* Document excerpt:

CLOWDER_PREFIX specifies the Clowder disk space path, which can be found inside Clowder configuration file. When CLOWDER_PREFIX is given, e.g., /home/clowder/data, the script will truncate the loader_id starting with CLOWDER_PREFIX and use the rest of suffix as the filepath on S3 bucket. For example, the filepath (loader_id) /home/clowder/data/upload/38/5c/75/5dd4783d77c838271f755c38 will be uploaded to S3 bucket as /upload/38/5c/75/5dd4783d77c838271f755c38.
CLOWDER_UPLOAD specifies the Clowder mounting folder path, e.g., /incoming. When CLOWDER_UPLOAD is given, the script will truncate the loader_id which starts with CLOWDER_UPLOAD and use the concatenation of /s3/uploads/ and the rest of suffix as the filepath on S3 bucket. For example, the filepath (loader_id) /incoming/apple/image.jpg will be uploaded to S3 bucket as /s3/uploads/apple/image.jpg.
Clowder disk files reside on the host filesystem, thus users need to mount the data folders from host filesystem into the running container. For example, this mount -v /home/clowder/data:/home/clowder/data will let docker container to access the files under the folder /home/clowder/data inside docker container.
There is an example to migrate Clowder disk storage files to S3 bucket.
docker run -it --rm --env SERVICE_ENDPOINT=http://s3service_endpoint --env BUCKET=localbucket --env AWS_ACCESS_KEY_ID=yourawsid --env AWS_SECRET_ACCESS_KEY=yourawssecretkey --env REGION=us-east-1 --env DBURL=mongodb://mongodbpublicip --env DBNAME=clowder --env OUTPUTFOLDER=/output -v /home/clowder/data:/home/clowder/data --env CLOWDER_PREFIX=/home/clowder/data -v ${PWD}/output:/output migratefilestos3
Run the below command. You do not have to specify the host filesystem, since the script can access the files.
python ./main.py --dburl mongodb://mongodbpublicip:27017 --dbname clowder --s3endpoint s3-endpoint --s3bucket s3bucketname --s3ID yourawsid --s3KEY yourawssecretkey --s3REGION s3region --outputfolder ./output --clowderprefix /home/clowder/data
Before migrating files to AWS S3 bucket, you can use minIO to simulate the S3 bucket in your local machine.
To start minIO, just run the below command to start the minIO docker container on your machine. In the terminal, minIO will print out service endpoint, access secrets, region, etc. You can use the access secrets to login minIO on the machine and setup the bucket.
docker run --name=minio -dit -p 8000:9000 -v $(pwd)/minio-buckets:/data minio/minio server /data --compat && docker logs -f minio
It is safe to operate the script on the copy of database.
First, dump the Clowder database clowder into a archive file.
mongodump --archive="clowder-migration-test-db" --db=clowder
Then, restore the archive file into a new database which is called clowder-migration-test-db.
mongorestore --archive="clowder-migration-test-db" --nsFrom='clowder.*' --nsTo='clowder-migration-test-db.*'

* Extracted data:

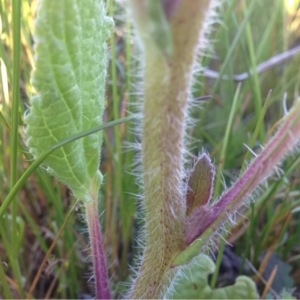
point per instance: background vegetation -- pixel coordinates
(42, 223)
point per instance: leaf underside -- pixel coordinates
(69, 78)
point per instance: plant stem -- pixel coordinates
(168, 77)
(97, 246)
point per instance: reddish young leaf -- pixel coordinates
(200, 183)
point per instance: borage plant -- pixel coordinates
(179, 214)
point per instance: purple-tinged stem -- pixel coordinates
(98, 253)
(282, 143)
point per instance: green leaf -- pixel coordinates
(69, 79)
(192, 283)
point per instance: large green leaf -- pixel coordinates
(69, 79)
(192, 283)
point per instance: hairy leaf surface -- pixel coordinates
(69, 79)
(192, 283)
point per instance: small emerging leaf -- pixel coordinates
(200, 183)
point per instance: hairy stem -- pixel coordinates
(98, 253)
(167, 84)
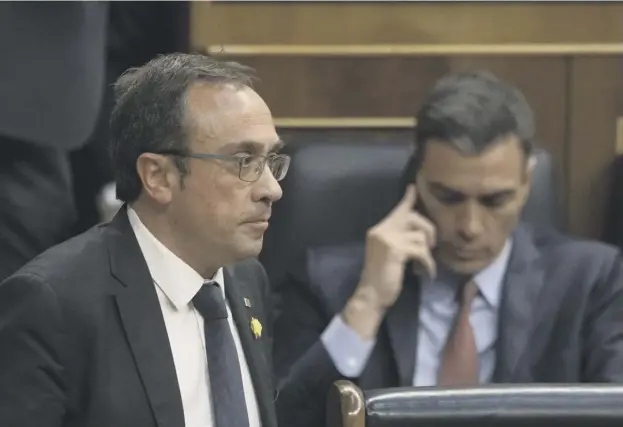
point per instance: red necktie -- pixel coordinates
(459, 363)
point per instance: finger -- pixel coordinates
(422, 259)
(415, 221)
(409, 198)
(412, 237)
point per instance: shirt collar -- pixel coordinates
(177, 280)
(491, 279)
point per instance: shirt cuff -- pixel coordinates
(347, 350)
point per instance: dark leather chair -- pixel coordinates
(337, 188)
(580, 405)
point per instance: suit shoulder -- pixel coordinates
(576, 250)
(73, 261)
(250, 267)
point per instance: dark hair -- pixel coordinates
(471, 111)
(150, 110)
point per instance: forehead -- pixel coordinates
(221, 115)
(500, 166)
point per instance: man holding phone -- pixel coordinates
(450, 288)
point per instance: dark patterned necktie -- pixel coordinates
(459, 364)
(230, 409)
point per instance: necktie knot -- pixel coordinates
(467, 293)
(210, 302)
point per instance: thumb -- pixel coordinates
(409, 198)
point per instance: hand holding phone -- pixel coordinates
(404, 235)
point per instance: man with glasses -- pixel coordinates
(156, 319)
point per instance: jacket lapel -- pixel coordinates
(237, 289)
(519, 306)
(143, 322)
(402, 326)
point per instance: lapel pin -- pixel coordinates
(256, 328)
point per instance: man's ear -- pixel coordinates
(154, 171)
(530, 167)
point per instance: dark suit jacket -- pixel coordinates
(83, 341)
(561, 320)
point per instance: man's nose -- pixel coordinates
(268, 187)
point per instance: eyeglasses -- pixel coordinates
(250, 167)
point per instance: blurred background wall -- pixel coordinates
(367, 64)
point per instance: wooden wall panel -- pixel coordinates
(405, 22)
(390, 87)
(596, 100)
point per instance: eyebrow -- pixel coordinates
(253, 146)
(496, 192)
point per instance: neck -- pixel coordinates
(159, 224)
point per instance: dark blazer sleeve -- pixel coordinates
(603, 326)
(33, 383)
(304, 368)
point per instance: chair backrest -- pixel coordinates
(509, 405)
(338, 188)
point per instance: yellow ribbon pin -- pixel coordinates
(256, 328)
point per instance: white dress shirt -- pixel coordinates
(176, 285)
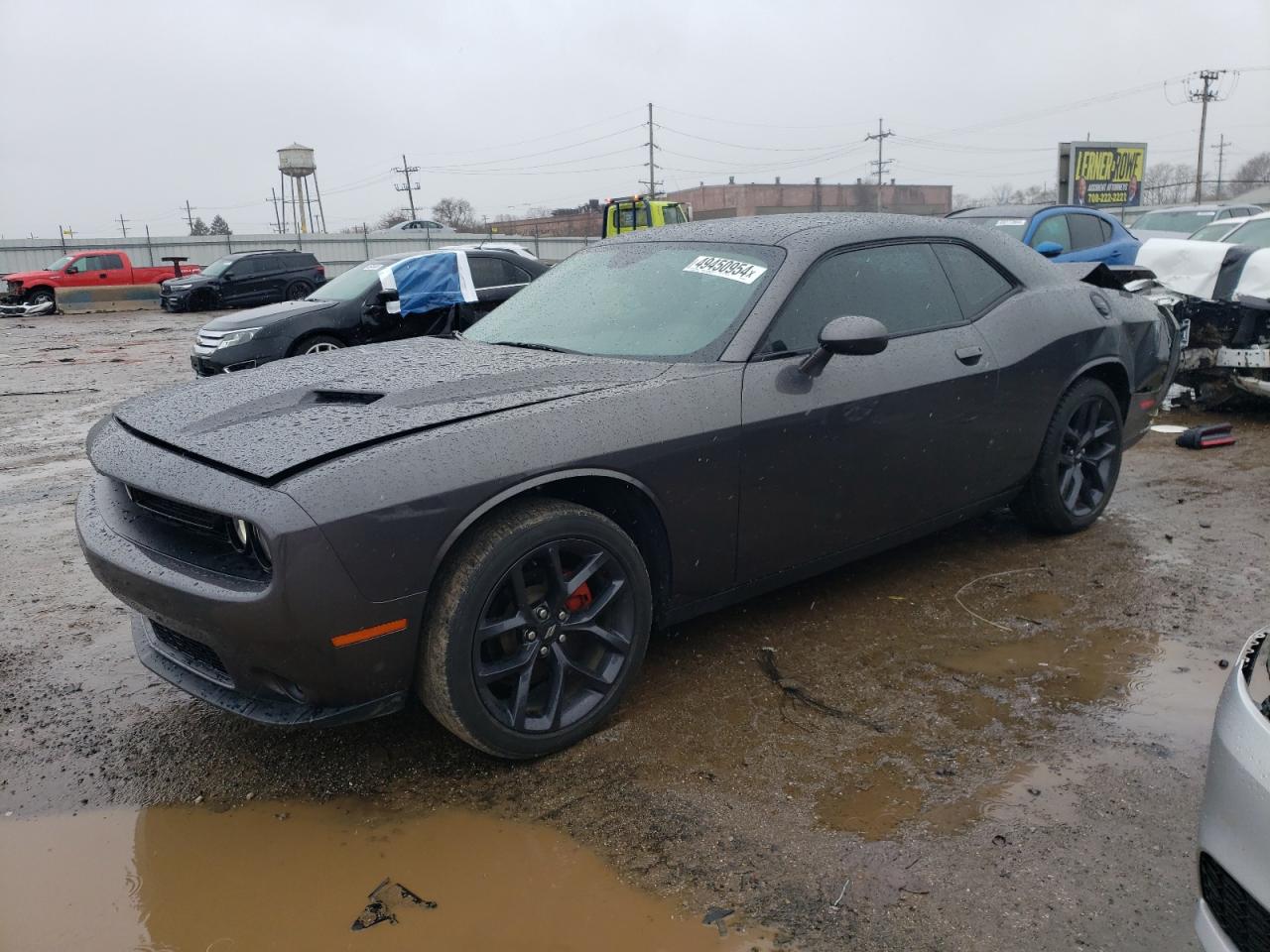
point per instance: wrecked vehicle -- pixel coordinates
(1220, 296)
(493, 522)
(87, 270)
(441, 293)
(1233, 909)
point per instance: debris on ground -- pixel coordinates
(386, 900)
(795, 690)
(715, 916)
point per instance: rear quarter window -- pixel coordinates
(975, 284)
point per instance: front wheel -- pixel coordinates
(40, 296)
(538, 627)
(1079, 463)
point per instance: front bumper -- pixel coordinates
(257, 645)
(1233, 834)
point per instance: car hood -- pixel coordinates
(268, 315)
(27, 277)
(286, 416)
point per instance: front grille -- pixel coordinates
(178, 512)
(190, 654)
(1245, 920)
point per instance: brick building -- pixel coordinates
(739, 200)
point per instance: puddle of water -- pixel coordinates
(1062, 666)
(278, 876)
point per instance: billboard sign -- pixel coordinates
(1105, 175)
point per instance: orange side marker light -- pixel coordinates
(367, 634)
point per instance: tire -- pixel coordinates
(299, 290)
(317, 344)
(1079, 463)
(535, 683)
(39, 296)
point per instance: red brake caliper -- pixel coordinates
(579, 599)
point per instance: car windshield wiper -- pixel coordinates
(527, 345)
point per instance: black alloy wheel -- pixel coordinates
(536, 627)
(554, 636)
(1079, 463)
(1089, 444)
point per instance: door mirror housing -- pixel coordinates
(857, 336)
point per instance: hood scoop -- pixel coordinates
(349, 398)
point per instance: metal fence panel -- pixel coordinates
(338, 253)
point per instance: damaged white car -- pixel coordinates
(1220, 296)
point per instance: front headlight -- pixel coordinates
(1256, 670)
(238, 336)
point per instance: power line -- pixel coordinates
(1220, 146)
(880, 166)
(1206, 94)
(408, 188)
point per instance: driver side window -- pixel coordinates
(1052, 229)
(902, 286)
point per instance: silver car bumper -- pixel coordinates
(1233, 910)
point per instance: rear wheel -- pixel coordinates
(538, 629)
(318, 344)
(299, 290)
(1079, 463)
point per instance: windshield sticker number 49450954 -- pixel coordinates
(728, 268)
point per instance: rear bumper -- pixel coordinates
(258, 647)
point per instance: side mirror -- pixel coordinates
(858, 336)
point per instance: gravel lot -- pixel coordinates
(1014, 754)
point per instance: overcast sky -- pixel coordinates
(134, 107)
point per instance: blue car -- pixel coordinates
(1064, 232)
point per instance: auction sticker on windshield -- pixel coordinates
(728, 268)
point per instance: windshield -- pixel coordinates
(218, 267)
(1254, 232)
(1213, 231)
(1015, 227)
(352, 284)
(1183, 222)
(649, 298)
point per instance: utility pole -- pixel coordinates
(881, 166)
(273, 197)
(1205, 95)
(1222, 145)
(408, 186)
(652, 166)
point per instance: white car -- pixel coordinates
(1184, 220)
(1233, 909)
(417, 226)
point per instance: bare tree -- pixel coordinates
(1252, 172)
(1001, 194)
(456, 212)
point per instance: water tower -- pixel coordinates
(296, 163)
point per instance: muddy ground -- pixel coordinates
(1007, 748)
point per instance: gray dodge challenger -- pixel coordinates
(661, 425)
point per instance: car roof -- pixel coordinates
(1005, 211)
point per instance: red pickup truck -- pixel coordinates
(87, 270)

* Objective: Copy the Clowder migration text from "CLOWDER_UPLOAD specifies the" up to and including "to S3 bucket.", swapping every "host filesystem" for "host machine".

* Result:
CLOWDER_UPLOAD specifies the Clowder mounting folder path, e.g., /incoming. When CLOWDER_UPLOAD is given, the script will truncate the loader_id which starts with CLOWDER_UPLOAD and use the concatenation of /s3/uploads/ and the rest of suffix as the filepath on S3 bucket. For example, the filepath (loader_id) /incoming/apple/image.jpg will be uploaded to S3 bucket as /s3/uploads/apple/image.jpg.
Clowder disk files reside on the host machine, thus users need to mount the data folders from host machine into the running container. For example, this mount -v /home/clowder/data:/home/clowder/data will let docker container to access the files under the folder /home/clowder/data inside docker container.
There is an example to migrate Clowder disk storage files to S3 bucket.